TASK TO CARRY OUT: Your output should consist of every record, copied exactly.

RECORDS FOR THIS EXERCISE:
*** Begin section ***

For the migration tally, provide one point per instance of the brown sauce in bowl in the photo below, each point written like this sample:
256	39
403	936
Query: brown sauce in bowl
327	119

*** End section ***

ANSWER SPACE:
For the migration tally, provide one point per instance of the brown sauce in bowl in the photo below, each point written like this sample:
256	39
403	936
Query: brown sauce in bowl
327	119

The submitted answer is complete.